+++ SOURCE PASSAGE +++
The latest attack on Friday night which left 129 people dead has increased political tensions just weeks ahead of regional elections, and the brief semblance of national unity has quickly frayed.

"How many victims must there be before we use the word (failings)? Were all the implications considered after the January attacks? The answer is no," Sarkozy asked in an interview with Le Monde newspaper.

"Too much time was wasted," said the man hoping to take another run at the presidency in 2017 polls.

"Nor did the government draw all the right conclusions about the impact of our military intervention in Syria on internal security," said Sarkozy, who himself led a French intervention in Libya in 2011.

He said anti-terrorist measures should have been boosted immediately.

The January attacks on Charlie Hebdo magazine, police and a Jewish supermarket killed 17 people, and there have been several foiled attacks since.

They have been used as political ammunition by France's right, especially far-right leader Marine Le Pen.

She said Hollande's government "should have resigned" after the attacks.

The security fears, as well as Europe's immigration crisis, are expect to boost the right-wing's takings in the regional polls.

While on Monday both houses of parliament stood to sing the national anthem after the attacks, the show of national unity quickly unravelled as Prime Minister Manuel Valls was booed in the house on Tuesday.

Valls got a standing ovation from his own party when he asked "patriots to come together to combat terrorism."
+++
> [WRITTEN INSTRUCTION 1]
Answer these questions from the news passage on French politics after the attacks.
(a) How many people were killed in the January attacks?
(b) In which country did Sarkozy lead a French intervention in 2011?
(c) Who was booed in the house on Tuesday?
> [WRITTEN INSTRUCTION 2] Write the next few paragraphs of the news passage on French politics after the attacks, picking up after its last sentence.
+++ DATA EXCERPTS +++
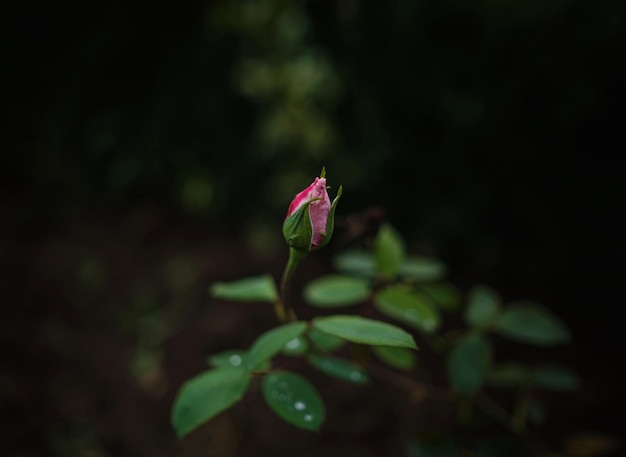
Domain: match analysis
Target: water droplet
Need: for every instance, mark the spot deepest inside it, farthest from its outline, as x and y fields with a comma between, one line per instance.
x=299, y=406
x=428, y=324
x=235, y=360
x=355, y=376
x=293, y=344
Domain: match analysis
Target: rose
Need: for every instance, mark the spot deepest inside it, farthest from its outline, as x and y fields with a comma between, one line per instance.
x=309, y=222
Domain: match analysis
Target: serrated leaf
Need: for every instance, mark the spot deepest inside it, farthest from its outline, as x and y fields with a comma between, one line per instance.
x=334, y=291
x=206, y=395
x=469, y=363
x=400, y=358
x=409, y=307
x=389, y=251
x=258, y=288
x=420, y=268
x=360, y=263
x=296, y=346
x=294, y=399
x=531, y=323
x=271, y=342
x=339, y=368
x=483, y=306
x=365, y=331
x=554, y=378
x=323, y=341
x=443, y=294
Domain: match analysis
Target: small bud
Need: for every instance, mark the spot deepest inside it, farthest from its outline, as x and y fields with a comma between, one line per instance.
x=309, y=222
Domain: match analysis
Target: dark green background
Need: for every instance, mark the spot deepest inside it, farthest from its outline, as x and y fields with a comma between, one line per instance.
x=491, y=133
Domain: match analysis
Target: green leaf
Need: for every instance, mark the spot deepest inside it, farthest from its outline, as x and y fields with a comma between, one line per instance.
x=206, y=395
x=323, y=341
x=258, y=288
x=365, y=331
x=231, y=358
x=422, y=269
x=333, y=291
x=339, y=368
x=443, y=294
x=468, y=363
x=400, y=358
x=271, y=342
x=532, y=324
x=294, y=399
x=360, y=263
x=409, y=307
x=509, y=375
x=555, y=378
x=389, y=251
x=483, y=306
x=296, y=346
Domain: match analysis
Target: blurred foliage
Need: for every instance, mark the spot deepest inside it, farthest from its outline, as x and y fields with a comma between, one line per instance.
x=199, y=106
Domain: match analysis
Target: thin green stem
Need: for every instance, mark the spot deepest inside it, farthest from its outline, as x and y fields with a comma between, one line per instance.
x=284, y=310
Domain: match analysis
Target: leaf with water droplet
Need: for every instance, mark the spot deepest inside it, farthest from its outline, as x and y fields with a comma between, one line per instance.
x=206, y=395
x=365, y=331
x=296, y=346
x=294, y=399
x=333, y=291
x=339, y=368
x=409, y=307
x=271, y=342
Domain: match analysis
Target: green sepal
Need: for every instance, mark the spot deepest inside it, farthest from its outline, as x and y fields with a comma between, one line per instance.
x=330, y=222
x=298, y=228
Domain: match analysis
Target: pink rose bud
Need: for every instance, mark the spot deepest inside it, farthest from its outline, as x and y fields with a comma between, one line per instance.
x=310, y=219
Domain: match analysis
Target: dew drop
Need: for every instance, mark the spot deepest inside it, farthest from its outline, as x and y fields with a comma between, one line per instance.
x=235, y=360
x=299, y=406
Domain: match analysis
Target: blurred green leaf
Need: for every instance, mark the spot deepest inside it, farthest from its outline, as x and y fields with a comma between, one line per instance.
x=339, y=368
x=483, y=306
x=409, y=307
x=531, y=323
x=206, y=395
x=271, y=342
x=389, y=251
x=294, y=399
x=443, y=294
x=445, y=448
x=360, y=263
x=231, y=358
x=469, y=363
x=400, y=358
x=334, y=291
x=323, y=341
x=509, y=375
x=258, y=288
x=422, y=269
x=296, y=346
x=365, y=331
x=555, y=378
+++
> [WRITTEN REPLY 1]
(a) 17 people
(b) Libya
(c) Prime Minister Manuel Valls

> [WRITTEN REPLY 2]
"It's too late," shouted a lawmaker with Sarkozy's The Republicans party from the benches.

Christian Estrosi, deputy mayor of Nice, was then booed by the left in the rowdy session as he said: "Why must so much blood and tears be shed so that you hear us?"

Government representatives, including Justice Minister Christine Taubira and Health Minister Marisol Touraine, were hit by a volley of boos before they could even begin talking.

The government has been forced to defend itself once again after it emerged several of the jihadists had been known to security forces.

Interior Minister Bernard Cazeneuve said there had been no intelligence failures, and that "zero risk" does not exist, saying that 115,000 police and soldiers had been mobilised across the country.

Meanwhile, former prime minister Alain Juppe, who is also seeking to become The Republicans' presidential candidate, has said Sarkozy was wrong to do away with 13,000 positions in the security forces during his presidency.